▶ _Direction 1_:
Please reproduce the entries below without any change, between the line holding "For every instance of the stone" and the line holding "[[395, 99]]", inclusive.

▶ _Passage shown_:
+--

Then, after UCAP, still using pornography, still lying about it. Not only to me, but to large groups of people, as he’s doing public speaking. Then, being arrested for domestic violence, then doing nothing to acknowledge what has happened at all, and not trying to get back in the home, not trying to repent, not trying to take accountability, not being honest, not being humble in any way. Then he files for divorce claiming that it’s because I’m not forgiving him, or something like that.

How Can We Know That He Is Remorseful?

This is the letter I received:

Anne,

Our son informed me that you may be going to Legoland during your trip to California over Spring Break. I’m glad to hear that you are taking the children to California, and possibly Legoland. I hope it is a safe and enjoyable vacation for all.

I am writing to apologize for my negative and hurtful behavior during that trip to California and Legoland in 2015. I acted in an irritable manner and said and did hurtful things during that vacation that made it difficult for you and the rest of the family to enjoy that vacation. I am sorry. It’s hard to have the memories of that vacation overshadowed by the difficulties I caused. I hope you can forgive me and enjoy the upcoming trip.

I have enclosed a check for $300 as a token of my apology as an effort to make some restitution for the difficulties I caused during that trip to California and Legoland.

Most Sincerely,

John

His name is not John, I’ve changed it to protect his anonymity and to protect my anonymity.

Restitution Does Not Minimize Abuse

Let me talk about the $300 check first. He refused to give me $100,000 back in pre-marital assets. I used money from before our marriage, and money that my parents gave me and that my grandma gave me and money that I had from a condo that I owned, partially to pay off his law school loans.

+--

▶ _Entries_:
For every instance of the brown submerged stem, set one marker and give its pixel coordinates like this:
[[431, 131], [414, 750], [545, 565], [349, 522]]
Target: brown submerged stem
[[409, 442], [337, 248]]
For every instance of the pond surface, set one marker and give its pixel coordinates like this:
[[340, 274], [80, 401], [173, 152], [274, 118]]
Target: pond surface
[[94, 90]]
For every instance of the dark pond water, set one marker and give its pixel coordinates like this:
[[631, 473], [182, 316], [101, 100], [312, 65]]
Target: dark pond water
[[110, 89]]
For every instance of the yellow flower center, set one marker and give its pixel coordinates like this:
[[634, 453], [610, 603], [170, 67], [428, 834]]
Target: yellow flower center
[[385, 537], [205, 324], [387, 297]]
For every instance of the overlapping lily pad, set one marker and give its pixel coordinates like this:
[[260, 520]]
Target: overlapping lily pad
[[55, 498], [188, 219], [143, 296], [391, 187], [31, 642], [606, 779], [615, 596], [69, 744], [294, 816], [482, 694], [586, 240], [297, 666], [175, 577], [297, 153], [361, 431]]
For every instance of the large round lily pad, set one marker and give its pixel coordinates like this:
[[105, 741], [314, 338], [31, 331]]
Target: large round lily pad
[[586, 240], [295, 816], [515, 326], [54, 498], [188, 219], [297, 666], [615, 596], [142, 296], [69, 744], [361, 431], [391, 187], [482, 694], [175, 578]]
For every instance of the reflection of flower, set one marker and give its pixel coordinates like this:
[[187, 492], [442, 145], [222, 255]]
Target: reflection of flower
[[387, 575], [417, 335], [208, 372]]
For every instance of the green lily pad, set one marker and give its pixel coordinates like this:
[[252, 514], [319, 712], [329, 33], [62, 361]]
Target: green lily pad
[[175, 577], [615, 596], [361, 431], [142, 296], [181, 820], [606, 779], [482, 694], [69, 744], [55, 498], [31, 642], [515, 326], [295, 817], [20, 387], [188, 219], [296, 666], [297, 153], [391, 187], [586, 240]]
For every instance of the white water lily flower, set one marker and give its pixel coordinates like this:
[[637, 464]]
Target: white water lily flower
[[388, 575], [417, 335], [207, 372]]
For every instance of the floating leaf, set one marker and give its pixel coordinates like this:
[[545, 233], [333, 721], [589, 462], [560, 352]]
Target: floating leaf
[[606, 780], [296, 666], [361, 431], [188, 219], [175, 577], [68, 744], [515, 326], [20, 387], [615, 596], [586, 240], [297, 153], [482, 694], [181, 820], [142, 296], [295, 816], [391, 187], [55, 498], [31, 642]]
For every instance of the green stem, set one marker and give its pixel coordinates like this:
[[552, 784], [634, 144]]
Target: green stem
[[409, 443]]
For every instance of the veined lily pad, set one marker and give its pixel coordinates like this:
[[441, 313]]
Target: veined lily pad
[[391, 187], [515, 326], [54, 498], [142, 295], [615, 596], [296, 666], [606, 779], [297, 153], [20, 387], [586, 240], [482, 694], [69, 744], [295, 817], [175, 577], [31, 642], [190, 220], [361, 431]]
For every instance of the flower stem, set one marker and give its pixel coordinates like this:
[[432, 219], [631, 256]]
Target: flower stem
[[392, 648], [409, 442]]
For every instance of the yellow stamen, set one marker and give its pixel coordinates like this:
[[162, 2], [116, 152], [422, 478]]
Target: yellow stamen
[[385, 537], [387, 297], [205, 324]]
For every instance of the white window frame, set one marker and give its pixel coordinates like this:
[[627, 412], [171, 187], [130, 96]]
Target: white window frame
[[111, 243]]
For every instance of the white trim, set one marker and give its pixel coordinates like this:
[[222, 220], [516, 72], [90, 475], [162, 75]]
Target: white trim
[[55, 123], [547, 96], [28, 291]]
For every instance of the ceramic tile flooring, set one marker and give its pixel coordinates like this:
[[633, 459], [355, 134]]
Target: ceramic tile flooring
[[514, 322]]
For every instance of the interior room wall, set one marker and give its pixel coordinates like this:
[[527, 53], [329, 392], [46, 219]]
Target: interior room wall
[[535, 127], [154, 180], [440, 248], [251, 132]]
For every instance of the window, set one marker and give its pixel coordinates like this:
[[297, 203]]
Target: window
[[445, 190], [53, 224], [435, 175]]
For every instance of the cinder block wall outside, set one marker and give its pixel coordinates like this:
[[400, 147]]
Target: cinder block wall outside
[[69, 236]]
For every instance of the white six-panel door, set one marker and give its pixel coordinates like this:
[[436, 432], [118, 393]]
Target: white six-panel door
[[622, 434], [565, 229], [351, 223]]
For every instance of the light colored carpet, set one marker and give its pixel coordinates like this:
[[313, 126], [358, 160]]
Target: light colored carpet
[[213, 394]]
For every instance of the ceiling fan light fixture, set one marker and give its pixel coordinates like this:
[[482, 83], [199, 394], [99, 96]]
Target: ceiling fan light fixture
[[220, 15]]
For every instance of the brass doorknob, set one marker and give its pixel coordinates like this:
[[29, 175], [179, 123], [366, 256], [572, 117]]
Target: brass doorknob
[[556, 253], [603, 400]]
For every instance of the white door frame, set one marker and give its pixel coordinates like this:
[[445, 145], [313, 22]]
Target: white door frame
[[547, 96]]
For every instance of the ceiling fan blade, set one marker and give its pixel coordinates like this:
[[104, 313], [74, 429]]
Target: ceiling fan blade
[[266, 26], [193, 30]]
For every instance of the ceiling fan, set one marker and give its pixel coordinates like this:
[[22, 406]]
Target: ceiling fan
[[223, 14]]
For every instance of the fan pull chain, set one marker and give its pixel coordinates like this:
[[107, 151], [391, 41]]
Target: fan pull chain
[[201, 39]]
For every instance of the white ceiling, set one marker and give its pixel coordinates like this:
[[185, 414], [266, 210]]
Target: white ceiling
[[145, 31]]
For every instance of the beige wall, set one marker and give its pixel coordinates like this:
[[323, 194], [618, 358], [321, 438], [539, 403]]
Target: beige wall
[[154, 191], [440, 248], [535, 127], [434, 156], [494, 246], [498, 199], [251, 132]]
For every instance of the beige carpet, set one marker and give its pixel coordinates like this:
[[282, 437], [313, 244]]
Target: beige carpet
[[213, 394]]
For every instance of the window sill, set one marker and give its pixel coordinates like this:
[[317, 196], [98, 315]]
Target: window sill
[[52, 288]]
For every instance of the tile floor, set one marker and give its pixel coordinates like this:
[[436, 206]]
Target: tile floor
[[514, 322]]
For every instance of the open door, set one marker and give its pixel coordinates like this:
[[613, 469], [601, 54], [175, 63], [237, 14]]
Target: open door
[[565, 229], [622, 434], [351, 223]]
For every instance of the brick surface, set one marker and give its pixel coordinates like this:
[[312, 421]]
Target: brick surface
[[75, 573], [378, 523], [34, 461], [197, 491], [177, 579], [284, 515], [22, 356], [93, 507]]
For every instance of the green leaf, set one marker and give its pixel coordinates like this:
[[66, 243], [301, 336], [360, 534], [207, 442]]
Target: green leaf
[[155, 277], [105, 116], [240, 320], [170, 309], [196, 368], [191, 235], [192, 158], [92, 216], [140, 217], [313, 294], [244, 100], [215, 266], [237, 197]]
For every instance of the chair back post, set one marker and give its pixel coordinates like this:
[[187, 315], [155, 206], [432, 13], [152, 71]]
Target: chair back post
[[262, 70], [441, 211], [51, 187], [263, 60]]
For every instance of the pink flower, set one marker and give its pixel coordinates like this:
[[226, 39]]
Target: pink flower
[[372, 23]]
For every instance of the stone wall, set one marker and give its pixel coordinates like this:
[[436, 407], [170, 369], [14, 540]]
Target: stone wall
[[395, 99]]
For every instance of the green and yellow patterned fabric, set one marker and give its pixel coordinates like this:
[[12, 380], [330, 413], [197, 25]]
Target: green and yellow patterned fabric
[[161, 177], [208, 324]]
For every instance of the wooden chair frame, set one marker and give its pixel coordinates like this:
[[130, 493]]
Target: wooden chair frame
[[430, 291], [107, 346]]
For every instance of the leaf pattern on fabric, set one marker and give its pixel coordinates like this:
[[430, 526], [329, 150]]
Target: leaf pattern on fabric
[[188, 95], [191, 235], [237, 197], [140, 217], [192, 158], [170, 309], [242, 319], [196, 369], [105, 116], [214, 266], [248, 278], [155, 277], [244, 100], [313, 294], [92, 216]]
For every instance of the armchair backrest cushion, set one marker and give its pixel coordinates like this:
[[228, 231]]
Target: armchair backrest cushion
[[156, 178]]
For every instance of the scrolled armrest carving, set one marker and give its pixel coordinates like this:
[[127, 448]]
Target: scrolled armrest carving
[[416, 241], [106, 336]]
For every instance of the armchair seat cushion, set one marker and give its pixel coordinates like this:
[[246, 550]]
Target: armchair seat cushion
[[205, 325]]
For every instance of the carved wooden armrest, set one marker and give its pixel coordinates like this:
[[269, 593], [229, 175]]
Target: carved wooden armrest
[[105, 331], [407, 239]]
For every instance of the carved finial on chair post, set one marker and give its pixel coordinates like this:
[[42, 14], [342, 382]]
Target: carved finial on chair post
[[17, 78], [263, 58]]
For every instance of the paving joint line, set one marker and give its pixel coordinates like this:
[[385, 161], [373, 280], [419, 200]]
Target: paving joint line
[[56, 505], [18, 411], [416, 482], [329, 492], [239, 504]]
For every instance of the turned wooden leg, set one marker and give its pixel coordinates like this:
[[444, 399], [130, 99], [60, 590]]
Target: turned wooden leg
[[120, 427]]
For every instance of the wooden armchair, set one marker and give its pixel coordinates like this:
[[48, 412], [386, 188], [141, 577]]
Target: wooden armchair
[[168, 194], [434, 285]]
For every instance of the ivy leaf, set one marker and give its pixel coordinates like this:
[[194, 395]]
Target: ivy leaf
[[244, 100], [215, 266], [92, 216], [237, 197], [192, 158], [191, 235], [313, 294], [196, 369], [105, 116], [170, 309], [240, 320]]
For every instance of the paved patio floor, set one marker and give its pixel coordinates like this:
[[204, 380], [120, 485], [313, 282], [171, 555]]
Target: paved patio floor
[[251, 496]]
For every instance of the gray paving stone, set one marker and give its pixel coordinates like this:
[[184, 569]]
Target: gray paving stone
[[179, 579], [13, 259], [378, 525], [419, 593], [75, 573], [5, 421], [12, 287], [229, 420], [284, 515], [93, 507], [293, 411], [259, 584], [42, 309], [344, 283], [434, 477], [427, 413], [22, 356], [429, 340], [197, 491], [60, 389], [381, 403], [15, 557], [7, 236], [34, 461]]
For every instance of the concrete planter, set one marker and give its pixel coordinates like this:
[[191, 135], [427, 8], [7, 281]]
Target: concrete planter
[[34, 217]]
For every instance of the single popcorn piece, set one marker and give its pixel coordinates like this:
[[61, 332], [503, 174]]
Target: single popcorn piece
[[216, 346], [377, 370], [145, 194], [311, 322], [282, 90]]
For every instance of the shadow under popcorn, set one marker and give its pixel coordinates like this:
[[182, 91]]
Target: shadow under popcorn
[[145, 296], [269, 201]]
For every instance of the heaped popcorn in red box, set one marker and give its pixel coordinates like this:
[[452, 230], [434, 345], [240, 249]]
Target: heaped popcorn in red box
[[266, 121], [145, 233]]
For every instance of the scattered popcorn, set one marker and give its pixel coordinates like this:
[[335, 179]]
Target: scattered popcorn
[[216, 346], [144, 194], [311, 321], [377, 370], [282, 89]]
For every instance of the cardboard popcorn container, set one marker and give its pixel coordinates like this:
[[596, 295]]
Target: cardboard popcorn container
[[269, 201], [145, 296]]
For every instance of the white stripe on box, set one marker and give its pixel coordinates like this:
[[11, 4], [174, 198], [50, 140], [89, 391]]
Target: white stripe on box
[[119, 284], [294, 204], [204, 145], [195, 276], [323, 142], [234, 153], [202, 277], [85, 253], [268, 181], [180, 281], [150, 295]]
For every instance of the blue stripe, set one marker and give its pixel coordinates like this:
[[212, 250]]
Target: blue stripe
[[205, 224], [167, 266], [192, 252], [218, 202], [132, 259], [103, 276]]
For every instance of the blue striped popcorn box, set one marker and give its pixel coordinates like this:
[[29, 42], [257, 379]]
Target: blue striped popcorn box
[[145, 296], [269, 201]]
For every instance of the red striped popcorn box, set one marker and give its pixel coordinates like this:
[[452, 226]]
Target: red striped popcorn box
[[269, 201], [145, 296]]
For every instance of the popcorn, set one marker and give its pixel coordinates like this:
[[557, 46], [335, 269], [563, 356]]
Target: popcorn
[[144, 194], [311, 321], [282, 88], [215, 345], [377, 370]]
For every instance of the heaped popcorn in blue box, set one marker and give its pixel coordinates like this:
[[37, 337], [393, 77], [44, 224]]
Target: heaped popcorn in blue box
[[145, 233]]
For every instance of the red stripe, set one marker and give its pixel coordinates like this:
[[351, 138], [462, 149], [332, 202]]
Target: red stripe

+--

▶ _Direction 2_:
Write out the passage about the apology letter word for word, between "I am writing" and "the upcoming trip.", inclusive.

▶ _Exercise solution 1_:
For every instance of the stone wall, set one marker and give its pixel coordinates like this:
[[436, 407], [170, 369], [14, 540]]
Target: stone wall
[[395, 99]]

▶ _Exercise solution 2_:
I am writing to apologize for my negative and hurtful behavior during that trip to California and Legoland in 2015. I acted in an irritable manner and said and did hurtful things during that vacation that made it difficult for you and the rest of the family to enjoy that vacation. I am sorry. It’s hard to have the memories of that vacation overshadowed by the difficulties I caused. I hope you can forgive me and enjoy the upcoming trip.